*Task description:*
Continue the text about the Battle of Gettysburg, starting right after its final sentence.

*Reading passage:*
The stone wall on Cemetery Ridge


The High Water Mark (the farthest point the Confederate soldiers reached on the ridge)

Until next time.

XOXO, Kate

Wednesday, July 2, 2014

The Charge on Little Round Top

On July 2, 1863, also known as day 2 of the Battle of Gettysburg, Col. Joshua Lawrence Chamberlain, commander of the 20th Maine (a Union division), found himself forced to hold off advancing Confederates on Little Round Top.

In case you were wondering, Little Round Top is the smaller of two rocky hills south of Gettysburg. It is adjacent to a taller hill named, surprise of all surprises, Big Round Top (or sometimes Great Round Top).


Joshua Lawrence Chamberlain 

The Battle of Little Round Top was an unsuccessful assault by Confederate troops attempting to break the Union's left flank stationed on the hill. For the already weakened Union, Little Round Top was a decisive victory, considered by some to be the best part of the Union's second day. It was there that the 20th Maine fought throughout the day, ending with a dramatic downhill bayonet charge that would earn Chamberlain the Medal of Honor.

Despite numerous casualties, the 20th Maine held off two charges made by the 15th Alabama and various other Confederate regiments for about ninety minutes. Low in both soldiers and ammunition as a final charge came forward, Chamberlain order the remaining men to "fix bayonets" and charge down Little Round Top, a somewhat bizarre tactic even for the time period. However, it proved effective, stopping and capturing a large number of the 15th Alabama soldiers.


An artist rendition of the charge down Little Round Top

Chamberlain, who survived the war, eventually received the Medal of Honor for his part in the defense of Little Round Top. The citation read that it was awarded for "daring heroism and great tenacity in holding his position on the Little Round Top against repeated assaults, and carrying the advance position on the Great Round Top."

Yet, despite this favorable shift, the Union still remained in broken pieces and the battle would rage on for another day.


The view from Little Round Top today

Until next time.

XOXO, Kate

Tuesday, July 1, 2014

The Battle of Gettysburg

151 years ago, the famous Battle of Gettysburg began between Union and Confederate forces in Gettysburg, Pennsylvania. Although the Confederates would immediately gain the upper hand, when the battle ended on July 3, 1863, it was the Union who emerged victorious.

The battle, which followed shortly behind General Grant's successful capture of Vicksburg, was hailed as the turning point in the Civil War, shifting favor toward the faltering Union just in time for Independence Day.

*Supplied information:*
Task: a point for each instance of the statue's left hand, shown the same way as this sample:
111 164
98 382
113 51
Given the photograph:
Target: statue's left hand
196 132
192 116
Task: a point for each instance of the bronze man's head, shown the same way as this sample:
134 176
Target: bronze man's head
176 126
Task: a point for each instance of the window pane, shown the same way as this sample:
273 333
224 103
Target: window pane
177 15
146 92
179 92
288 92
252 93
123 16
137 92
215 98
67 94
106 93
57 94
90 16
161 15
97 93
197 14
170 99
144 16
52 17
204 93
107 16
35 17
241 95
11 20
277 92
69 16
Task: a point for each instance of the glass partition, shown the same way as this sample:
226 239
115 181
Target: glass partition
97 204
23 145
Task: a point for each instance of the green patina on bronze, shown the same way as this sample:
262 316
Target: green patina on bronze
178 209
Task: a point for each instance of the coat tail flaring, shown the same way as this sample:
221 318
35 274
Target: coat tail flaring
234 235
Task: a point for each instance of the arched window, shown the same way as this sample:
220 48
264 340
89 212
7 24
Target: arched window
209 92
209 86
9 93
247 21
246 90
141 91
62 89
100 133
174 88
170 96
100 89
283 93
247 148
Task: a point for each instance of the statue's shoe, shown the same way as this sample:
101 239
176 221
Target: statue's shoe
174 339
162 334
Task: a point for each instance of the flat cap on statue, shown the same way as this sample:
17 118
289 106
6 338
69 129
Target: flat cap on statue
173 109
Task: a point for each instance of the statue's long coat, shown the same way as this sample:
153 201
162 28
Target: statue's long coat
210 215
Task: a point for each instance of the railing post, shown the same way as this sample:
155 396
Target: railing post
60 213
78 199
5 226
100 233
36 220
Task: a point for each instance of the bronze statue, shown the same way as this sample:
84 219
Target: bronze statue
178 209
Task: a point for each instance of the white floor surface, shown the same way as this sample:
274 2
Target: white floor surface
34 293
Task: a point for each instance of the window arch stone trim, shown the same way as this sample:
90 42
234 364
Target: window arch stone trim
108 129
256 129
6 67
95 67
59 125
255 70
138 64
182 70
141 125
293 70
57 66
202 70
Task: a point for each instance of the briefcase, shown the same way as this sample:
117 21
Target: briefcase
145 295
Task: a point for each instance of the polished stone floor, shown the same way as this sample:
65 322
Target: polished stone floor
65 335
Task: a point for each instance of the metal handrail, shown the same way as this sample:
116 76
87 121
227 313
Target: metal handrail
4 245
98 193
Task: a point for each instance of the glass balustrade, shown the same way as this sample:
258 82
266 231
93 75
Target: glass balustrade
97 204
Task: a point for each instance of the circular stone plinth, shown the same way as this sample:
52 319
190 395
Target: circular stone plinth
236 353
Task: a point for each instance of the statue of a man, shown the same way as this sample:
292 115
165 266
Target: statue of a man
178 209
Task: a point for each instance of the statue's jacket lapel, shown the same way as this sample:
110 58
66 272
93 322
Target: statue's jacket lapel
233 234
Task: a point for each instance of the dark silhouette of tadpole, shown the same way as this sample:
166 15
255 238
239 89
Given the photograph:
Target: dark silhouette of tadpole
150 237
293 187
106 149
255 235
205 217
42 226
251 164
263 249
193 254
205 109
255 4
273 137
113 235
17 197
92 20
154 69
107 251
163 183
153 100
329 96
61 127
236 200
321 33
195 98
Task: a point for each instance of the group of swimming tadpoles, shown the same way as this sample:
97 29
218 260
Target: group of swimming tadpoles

*Solved problem:*
Centuries later, battles such as Pickett's Charge and Devil's Den are unable to be forgotten. In fact, Gettysburg seems to be the most remembered battle of the entire war.

But that memory comes with a high price. Gettysburg marked one of the bloodiest battles of the war. In total, the Union suffered over 23,000 casualties. Confederate casualties, while harder to estimate, were around 28,000. Almost a third of Lee's officers were killed, wounded, or captured. Together, both sides suffered a loss of men numbering over 57,000. Photographer Timothy O'Sullivan took pictures of the dead in the days after the battle, naming his collection, "The Harvest of Death." One of the captured Confederates was a ranger named Lewis Powell. On this day, in 1865, Powell was on trial for his life, having be charged with attempting to murder Secretary of State William Seward.

Though the Union snatched victory from the jaws of defeat, the news brought mixed reactions in Washington. The happiness of finally seeing a northern won battle was tainted by the insane number of lives that battle claimed in the end. Other complained that General Lee was able to retreat back down south with his remaining troops, meaning the war would continue to rage on and, therefore, it was almost as if Lee had won.

On November 19, 1863, President Abraham Lincoln spoke at the dedication ceremony for the newly established Gettysburg National Cemetery. There, he used his Gettysburg Address to honor the fallen soldiers and give new meaning to the war's purpose.

In remembrance of this hopeful but tragic anniversary, I will be posting facts and photographs relating to the battle that turned the tides of victory.